What you should do
Restate the complete material exactly.
##### Records shown
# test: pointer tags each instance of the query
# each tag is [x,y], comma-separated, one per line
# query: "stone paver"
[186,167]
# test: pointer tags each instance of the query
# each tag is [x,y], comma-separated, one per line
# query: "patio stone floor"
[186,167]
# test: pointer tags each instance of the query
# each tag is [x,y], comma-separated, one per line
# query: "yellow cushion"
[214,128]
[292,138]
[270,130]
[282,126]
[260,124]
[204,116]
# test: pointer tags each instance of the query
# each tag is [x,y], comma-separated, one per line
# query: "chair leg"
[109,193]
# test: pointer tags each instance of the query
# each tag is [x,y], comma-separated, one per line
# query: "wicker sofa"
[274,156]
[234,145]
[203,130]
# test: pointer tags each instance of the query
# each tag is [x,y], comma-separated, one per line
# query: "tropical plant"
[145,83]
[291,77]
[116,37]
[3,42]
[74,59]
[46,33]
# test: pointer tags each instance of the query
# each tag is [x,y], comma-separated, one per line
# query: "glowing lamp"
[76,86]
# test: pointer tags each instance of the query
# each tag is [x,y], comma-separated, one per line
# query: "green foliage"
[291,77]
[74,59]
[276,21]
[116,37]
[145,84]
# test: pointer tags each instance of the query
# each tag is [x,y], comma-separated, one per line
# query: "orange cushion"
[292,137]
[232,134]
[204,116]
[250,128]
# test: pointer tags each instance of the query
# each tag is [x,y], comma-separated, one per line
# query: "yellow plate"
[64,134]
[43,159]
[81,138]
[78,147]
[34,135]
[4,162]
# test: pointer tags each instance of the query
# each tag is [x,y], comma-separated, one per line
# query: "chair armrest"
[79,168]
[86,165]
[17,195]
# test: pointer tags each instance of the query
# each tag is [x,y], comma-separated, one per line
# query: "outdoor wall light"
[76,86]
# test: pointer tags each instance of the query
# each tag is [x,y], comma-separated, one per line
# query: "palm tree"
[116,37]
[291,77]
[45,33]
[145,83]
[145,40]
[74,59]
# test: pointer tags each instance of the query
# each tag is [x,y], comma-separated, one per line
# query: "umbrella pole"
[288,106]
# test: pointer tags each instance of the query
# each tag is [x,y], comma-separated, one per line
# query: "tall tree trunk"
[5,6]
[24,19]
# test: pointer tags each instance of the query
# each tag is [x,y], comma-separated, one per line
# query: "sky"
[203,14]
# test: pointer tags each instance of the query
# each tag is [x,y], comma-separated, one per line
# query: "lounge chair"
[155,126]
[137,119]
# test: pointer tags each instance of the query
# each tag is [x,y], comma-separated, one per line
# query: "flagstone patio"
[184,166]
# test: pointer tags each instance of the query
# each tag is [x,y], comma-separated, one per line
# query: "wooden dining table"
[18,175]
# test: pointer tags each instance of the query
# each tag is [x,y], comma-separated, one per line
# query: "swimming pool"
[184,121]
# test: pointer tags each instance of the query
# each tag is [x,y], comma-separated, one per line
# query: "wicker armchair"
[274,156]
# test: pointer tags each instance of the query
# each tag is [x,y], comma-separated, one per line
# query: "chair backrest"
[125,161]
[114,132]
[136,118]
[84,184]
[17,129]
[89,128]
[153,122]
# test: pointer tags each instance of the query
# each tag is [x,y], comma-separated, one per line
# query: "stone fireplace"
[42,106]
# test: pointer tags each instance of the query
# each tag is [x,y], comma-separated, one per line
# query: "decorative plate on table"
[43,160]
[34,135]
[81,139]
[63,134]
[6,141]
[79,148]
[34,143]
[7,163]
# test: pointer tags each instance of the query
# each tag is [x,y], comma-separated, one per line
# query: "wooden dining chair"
##########
Task answer
# test: pointer tags each instance of the query
# each tag is [x,y], comma-separated, one per line
# query: "stone paver"
[186,167]
# test: pointer tags each instance of the query
# each tag is [x,y], comma-separated, one per line
# query: "patio stone floor"
[186,167]
# test: pointer tags each instance of the query
# each tag is [x,y], comma-separated, one per line
# query: "yellow cushion"
[214,128]
[292,138]
[270,130]
[282,126]
[260,124]
[204,116]
# test: pointer tags each instance of the query
# each tag is [x,y], comma-separated, one per line
# query: "chair leg"
[109,193]
# test: pointer tags each instance of the query
# each tag is [x,y], comma-separated, one per line
# query: "wicker sofa"
[274,156]
[234,145]
[203,130]
# test: pointer tags each instance of the query
# each tag is [x,y], comma-separated, one per line
# query: "tropical plant"
[145,83]
[291,77]
[116,37]
[3,42]
[74,59]
[46,33]
# test: pointer tags each instance of the query
# each tag is [x,y], comma-separated, one per line
# query: "glowing lamp"
[76,86]
# test: pointer tags each instance of the query
# each tag is [x,y], comma-separated, one per line
# query: "green foliage"
[291,77]
[74,59]
[276,21]
[116,37]
[145,84]
# test: pointer tags each instance of the query
# each tag is [x,y], comma-separated, one per line
# query: "orange cushion"
[292,137]
[232,134]
[204,116]
[250,128]
# test: pointer tags each instance of the query
# each tag is [x,y], comma-separated, one per line
# query: "yellow plate"
[64,134]
[43,159]
[81,138]
[78,147]
[34,135]
[4,162]
# test: pointer tags each instance of the query
# each tag is [x,y], comma-separated, one per line
# query: "chair armrest"
[79,168]
[86,165]
[17,195]
# test: pointer tags each instance of the query
# each tag is [x,y], comma-separated, one per line
# query: "outdoor wall light"
[76,86]
# test: pointer tags each instance of the query
# each tag is [x,y], comma-separated, one per line
# query: "palm tree"
[116,37]
[291,77]
[45,33]
[145,83]
[145,40]
[74,59]
# test: pointer tags each instance of the query
# each tag is [x,y], comma-separated, one per line
# query: "umbrella pole"
[288,106]
# test: pointer tags each instance of the query
# each tag is [x,y], comma-separated, one per line
# query: "tall tree trunk"
[5,6]
[24,19]
# test: pointer tags each instance of the query
# each tag is [x,y], comma-separated, one per line
# query: "sky"
[203,14]
# test: pointer tags each instance of the query
# each tag is [x,y], comma-separated, one per line
# query: "lounge chair"
[155,126]
[137,119]
# test: pointer tags each instance of the query
# each tag is [x,y], comma-separated, one per line
# query: "flagstone patio"
[184,166]
# test: pointer tags each instance of the query
# each tag is [x,y], comma-separated, one per line
# query: "wooden dining table"
[18,175]
# test: pointer tags each instance of the query
# each tag is [x,y], comma-separated, one per line
# query: "swimming pool"
[184,121]
# test: pointer tags each instance of the query
# each tag is [x,y], comma-separated, one per line
# query: "wicker armchair"
[274,156]
# test: pointer tags each instance of the query
# each tag is [x,y], comma-separated, one per line
# query: "chair backrest"
[125,161]
[114,132]
[136,118]
[84,184]
[17,129]
[89,128]
[153,122]
# test: pointer tags each instance of the query
# each tag is [x,y], comma-separated, one per line
# query: "stone fireplace"
[42,106]
# test: pointer tags each instance of the query
# each tag is [x,y], comma-separated, one per line
# query: "decorative plate on table"
[43,160]
[34,135]
[81,139]
[63,134]
[6,141]
[79,148]
[34,143]
[7,163]
# test: pointer tags each instance of the query
# each tag is [x,y], comma-separated, one per line
# query: "wooden dining chair"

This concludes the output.